Dataset excerpts:
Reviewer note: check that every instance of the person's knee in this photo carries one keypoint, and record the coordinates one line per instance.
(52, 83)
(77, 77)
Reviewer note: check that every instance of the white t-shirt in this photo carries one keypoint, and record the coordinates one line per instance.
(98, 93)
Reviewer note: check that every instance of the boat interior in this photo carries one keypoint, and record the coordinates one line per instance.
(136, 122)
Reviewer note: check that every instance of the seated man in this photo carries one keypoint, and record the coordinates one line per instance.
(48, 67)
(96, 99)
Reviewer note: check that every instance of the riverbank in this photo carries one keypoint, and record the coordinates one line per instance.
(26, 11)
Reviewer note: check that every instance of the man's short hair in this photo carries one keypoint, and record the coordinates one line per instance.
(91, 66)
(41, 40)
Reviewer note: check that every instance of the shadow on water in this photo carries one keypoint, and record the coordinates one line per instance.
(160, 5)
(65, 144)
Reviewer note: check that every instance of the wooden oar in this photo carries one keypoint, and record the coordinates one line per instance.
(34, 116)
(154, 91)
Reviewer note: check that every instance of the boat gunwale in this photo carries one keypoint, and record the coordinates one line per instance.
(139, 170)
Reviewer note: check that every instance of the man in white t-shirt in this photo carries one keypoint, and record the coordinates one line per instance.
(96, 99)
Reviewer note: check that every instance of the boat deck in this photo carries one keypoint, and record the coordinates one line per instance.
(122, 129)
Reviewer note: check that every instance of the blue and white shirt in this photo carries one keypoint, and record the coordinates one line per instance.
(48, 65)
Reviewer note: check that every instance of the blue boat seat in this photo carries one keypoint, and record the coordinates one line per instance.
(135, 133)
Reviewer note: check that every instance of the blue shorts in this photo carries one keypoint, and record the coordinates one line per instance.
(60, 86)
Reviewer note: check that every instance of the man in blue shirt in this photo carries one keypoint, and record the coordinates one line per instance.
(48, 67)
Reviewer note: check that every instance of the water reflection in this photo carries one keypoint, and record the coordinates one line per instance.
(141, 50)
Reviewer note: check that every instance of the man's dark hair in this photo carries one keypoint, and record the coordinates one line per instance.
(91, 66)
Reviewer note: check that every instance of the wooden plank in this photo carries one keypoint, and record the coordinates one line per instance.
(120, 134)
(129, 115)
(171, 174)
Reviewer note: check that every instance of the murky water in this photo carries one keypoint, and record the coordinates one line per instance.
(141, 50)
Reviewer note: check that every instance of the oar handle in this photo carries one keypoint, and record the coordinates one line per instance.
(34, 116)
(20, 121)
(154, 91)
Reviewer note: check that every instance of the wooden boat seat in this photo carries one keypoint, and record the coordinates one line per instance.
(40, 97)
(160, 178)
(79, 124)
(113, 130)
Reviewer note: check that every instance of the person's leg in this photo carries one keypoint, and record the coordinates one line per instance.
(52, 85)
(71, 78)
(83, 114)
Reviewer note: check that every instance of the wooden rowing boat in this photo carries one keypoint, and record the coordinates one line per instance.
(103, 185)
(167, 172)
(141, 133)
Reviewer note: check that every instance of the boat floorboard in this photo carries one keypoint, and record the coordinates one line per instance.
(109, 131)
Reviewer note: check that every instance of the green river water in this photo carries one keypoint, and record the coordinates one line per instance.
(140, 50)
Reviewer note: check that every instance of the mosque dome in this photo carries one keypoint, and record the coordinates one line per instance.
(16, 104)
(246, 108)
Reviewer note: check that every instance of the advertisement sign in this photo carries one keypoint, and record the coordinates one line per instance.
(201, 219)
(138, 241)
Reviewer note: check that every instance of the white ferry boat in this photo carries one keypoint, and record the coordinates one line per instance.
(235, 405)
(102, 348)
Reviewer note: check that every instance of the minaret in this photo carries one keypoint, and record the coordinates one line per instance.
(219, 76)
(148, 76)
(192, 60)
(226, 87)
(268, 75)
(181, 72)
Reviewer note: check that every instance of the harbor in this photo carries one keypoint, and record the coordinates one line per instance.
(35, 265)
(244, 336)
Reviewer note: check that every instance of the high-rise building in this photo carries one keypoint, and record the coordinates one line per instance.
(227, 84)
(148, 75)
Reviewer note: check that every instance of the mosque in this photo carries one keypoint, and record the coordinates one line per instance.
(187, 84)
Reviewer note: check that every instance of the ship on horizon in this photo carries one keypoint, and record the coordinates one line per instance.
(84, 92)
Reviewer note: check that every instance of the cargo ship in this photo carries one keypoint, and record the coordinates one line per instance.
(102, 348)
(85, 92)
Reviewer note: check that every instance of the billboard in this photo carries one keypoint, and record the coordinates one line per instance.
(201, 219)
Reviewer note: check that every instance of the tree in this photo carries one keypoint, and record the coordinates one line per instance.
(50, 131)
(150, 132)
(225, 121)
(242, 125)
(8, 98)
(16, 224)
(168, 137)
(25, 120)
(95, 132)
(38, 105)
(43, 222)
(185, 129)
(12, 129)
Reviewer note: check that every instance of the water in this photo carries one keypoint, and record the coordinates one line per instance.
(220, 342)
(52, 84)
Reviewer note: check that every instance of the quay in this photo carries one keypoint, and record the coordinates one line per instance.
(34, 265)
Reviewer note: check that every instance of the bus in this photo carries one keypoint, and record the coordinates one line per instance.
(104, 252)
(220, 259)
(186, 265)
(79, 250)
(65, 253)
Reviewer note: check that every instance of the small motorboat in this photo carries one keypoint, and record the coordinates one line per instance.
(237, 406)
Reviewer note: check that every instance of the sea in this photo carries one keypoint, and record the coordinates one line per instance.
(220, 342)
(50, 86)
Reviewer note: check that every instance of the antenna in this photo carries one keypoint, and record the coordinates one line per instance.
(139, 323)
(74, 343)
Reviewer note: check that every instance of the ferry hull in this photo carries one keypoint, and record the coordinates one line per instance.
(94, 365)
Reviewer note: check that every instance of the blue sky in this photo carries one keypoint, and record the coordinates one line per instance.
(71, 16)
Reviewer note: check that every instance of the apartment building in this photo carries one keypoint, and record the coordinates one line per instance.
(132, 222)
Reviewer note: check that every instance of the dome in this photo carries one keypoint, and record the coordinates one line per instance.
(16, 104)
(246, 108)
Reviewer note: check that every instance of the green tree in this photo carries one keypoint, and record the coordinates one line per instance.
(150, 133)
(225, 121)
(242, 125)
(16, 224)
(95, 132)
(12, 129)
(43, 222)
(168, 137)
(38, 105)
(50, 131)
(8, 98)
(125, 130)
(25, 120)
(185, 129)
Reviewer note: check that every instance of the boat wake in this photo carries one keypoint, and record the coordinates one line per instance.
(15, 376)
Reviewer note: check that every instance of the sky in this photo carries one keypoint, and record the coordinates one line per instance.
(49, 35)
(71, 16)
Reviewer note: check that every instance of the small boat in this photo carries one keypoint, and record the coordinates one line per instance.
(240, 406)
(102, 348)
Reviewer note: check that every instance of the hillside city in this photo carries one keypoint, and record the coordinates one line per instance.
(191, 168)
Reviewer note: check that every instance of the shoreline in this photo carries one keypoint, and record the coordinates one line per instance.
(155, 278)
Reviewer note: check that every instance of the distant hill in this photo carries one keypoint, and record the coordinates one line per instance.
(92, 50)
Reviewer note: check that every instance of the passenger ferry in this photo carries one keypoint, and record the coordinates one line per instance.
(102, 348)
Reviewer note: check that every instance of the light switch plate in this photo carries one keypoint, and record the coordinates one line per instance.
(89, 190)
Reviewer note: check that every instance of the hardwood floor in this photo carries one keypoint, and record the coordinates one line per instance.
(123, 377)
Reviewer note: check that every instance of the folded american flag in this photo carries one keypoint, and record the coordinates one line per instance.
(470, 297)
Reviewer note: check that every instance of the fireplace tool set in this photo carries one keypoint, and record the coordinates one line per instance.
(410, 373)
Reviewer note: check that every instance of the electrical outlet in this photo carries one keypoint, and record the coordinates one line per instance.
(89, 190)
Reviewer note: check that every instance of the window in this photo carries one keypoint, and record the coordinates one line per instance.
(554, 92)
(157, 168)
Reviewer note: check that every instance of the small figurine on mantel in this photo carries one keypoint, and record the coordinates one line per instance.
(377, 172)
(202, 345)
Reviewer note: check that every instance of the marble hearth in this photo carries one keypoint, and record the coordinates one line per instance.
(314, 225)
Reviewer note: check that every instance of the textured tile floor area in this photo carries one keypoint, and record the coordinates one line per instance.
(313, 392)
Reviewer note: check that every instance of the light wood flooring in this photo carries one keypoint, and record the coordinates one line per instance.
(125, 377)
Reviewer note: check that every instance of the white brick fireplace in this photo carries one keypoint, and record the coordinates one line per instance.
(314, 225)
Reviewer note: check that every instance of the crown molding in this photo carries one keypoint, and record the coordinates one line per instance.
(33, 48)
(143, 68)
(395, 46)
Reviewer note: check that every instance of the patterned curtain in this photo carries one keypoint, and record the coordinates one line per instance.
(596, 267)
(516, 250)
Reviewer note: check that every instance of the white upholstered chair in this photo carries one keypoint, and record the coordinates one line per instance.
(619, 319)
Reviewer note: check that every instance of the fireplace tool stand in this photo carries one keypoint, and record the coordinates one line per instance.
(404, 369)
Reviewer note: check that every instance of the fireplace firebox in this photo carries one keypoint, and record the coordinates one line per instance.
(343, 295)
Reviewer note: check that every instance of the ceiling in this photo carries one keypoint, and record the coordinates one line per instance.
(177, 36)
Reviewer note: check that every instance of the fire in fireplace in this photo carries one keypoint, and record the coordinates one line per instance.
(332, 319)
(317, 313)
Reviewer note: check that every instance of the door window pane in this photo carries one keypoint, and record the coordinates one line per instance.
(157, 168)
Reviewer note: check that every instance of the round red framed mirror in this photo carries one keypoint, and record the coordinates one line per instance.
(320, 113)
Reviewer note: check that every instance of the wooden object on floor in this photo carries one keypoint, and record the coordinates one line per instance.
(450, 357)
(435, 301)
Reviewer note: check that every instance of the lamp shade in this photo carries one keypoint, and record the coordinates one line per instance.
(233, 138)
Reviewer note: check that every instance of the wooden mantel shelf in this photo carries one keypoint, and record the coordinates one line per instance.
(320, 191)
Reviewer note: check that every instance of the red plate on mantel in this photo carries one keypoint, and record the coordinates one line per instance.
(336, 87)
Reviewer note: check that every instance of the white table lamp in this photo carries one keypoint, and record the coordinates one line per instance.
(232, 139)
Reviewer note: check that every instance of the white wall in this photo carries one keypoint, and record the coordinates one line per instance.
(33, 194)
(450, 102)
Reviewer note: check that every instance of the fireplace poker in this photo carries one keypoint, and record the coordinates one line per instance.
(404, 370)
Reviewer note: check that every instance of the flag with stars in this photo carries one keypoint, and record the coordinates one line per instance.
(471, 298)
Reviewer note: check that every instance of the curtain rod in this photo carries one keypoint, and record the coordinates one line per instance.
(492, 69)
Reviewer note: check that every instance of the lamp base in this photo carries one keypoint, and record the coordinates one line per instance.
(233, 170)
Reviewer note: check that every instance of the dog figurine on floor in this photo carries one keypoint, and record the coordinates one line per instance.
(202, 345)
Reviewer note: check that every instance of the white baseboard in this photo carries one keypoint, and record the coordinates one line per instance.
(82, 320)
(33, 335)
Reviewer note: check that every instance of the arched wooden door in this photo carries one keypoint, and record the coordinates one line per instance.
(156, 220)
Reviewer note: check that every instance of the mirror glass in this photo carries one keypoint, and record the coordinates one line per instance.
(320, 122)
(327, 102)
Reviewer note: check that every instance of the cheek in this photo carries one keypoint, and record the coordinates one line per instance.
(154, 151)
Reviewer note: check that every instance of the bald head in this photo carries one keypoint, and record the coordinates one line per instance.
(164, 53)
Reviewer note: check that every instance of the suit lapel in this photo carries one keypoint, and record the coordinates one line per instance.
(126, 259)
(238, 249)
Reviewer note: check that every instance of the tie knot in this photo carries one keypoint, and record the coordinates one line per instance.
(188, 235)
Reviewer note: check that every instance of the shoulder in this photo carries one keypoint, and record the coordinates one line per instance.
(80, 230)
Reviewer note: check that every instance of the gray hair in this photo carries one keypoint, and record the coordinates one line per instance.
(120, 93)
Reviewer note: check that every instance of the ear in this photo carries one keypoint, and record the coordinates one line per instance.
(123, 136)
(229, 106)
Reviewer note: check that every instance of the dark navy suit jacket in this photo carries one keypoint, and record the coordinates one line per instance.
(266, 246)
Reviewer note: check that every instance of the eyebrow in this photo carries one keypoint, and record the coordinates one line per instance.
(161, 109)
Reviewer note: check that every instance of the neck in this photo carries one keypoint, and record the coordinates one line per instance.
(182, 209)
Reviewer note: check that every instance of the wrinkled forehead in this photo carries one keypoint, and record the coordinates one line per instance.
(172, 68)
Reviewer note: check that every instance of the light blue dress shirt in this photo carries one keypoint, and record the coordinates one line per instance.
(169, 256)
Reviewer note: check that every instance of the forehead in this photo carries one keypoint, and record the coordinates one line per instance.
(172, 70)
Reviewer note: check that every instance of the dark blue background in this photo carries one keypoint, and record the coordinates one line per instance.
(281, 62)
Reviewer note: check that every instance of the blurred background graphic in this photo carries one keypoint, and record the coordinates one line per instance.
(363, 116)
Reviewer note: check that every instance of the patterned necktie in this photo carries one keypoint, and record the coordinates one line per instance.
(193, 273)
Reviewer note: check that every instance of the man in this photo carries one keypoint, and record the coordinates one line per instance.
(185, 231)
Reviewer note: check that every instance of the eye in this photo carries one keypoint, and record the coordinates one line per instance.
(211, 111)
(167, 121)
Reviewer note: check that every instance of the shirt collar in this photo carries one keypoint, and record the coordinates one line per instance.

**The problem:**
Using the records above, please repeat the line with "the patterned necktie" and every line after it exactly, and give no other text.

**Solution to this task:**
Reviewer note: check that every instance of the patterned necktie in this photo carries one keypoint, and record the coordinates one line per instance.
(193, 273)
Reviewer note: check that every instance of the man in this photo carries one keypoint, and record the coordinates one line per instance.
(185, 231)
Reviewer note: check that every instance of the eye in this photo carries one keypoint, and record the coordinates one line per instance.
(211, 111)
(167, 121)
Reviewer note: check that every instance of the shirt collar in this photo carries one keypoint, and record the coordinates one line per instance.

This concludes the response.